• Source records
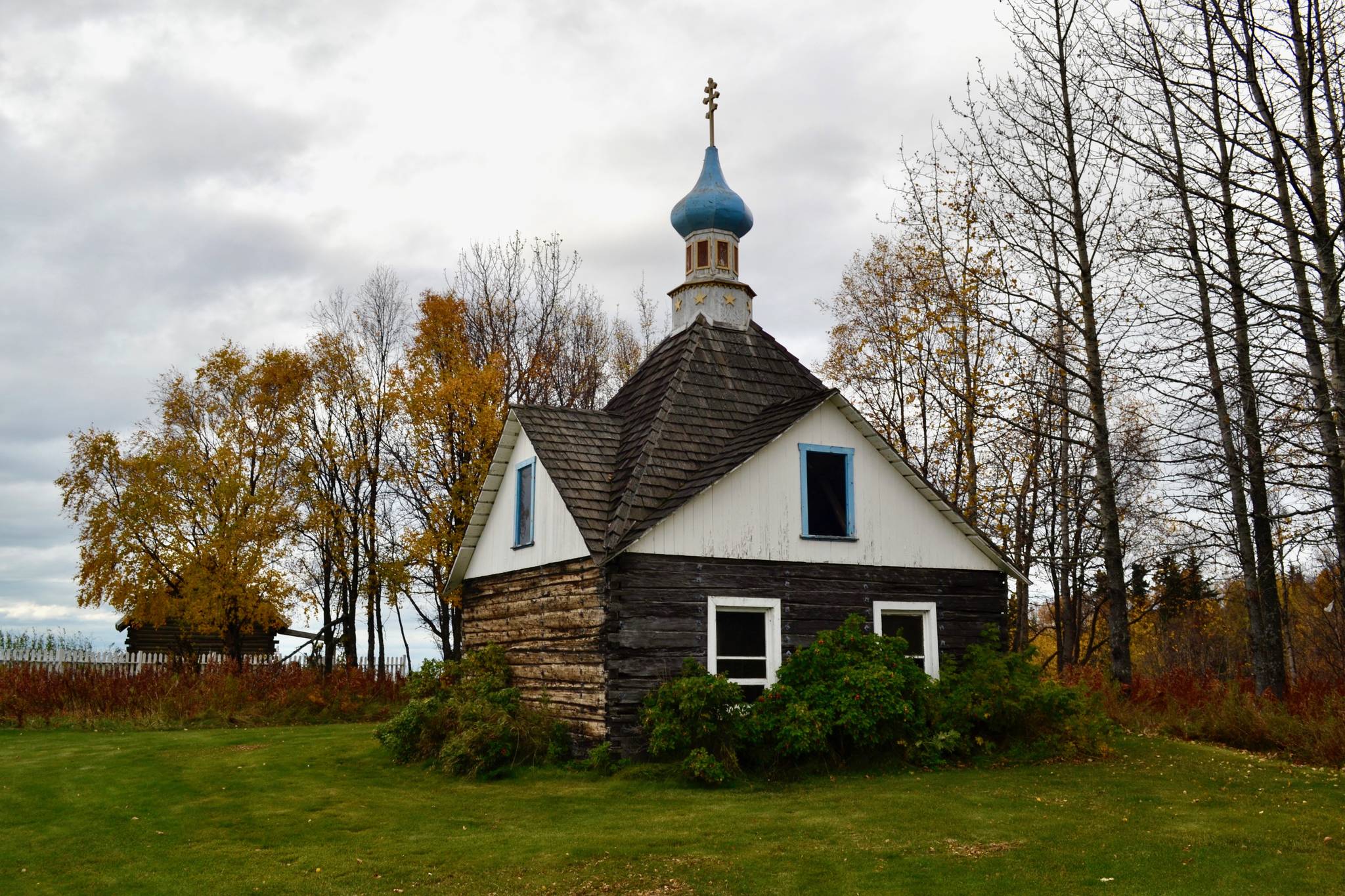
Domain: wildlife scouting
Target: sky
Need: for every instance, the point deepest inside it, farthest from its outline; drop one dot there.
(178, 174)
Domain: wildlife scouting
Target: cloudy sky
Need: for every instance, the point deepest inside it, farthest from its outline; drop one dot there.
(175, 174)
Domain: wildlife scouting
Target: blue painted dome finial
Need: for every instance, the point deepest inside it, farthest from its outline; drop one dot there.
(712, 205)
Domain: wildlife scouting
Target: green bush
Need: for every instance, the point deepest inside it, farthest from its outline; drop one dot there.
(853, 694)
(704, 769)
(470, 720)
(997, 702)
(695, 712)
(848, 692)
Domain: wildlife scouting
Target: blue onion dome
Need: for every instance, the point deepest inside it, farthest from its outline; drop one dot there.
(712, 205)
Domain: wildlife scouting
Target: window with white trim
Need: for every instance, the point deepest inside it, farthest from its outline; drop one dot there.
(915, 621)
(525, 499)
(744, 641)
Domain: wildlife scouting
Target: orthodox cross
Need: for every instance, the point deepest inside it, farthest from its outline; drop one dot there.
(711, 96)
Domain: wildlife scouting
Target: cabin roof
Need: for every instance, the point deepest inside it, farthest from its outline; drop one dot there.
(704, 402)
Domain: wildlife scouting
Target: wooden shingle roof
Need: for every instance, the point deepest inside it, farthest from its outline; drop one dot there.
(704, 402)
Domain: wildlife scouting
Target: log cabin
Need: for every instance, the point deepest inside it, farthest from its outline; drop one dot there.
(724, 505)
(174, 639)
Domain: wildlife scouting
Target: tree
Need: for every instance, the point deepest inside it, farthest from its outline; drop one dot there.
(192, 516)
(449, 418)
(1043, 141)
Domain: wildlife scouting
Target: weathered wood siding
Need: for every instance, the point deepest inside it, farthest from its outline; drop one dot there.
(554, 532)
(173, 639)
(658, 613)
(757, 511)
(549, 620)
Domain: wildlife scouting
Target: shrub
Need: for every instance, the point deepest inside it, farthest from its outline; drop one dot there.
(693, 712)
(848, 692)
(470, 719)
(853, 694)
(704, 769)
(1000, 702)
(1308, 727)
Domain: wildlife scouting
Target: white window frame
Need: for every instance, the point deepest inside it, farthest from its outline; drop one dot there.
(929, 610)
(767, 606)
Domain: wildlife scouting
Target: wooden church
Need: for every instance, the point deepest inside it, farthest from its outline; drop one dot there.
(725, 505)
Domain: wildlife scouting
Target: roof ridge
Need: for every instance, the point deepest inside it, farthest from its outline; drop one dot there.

• Work item
Each line in the listing above from the one containing "Target: weathered wood siding" through the one containing "Target: white window frame" should be repeated exactly, and no other line.

• The answer
Target: weathered wood siding
Need: for every instance, the point deepest inside it, farthest from its outline; drop one dot there.
(554, 532)
(173, 639)
(658, 613)
(757, 511)
(549, 620)
Domain: wildlife scouting
Target: shrub
Need: for every instance, the point deepest inside it, farthest from its outline; drop one dot there.
(693, 712)
(848, 692)
(470, 719)
(853, 694)
(704, 769)
(1000, 702)
(1308, 727)
Domain: wildlife scouting
Target: white window frame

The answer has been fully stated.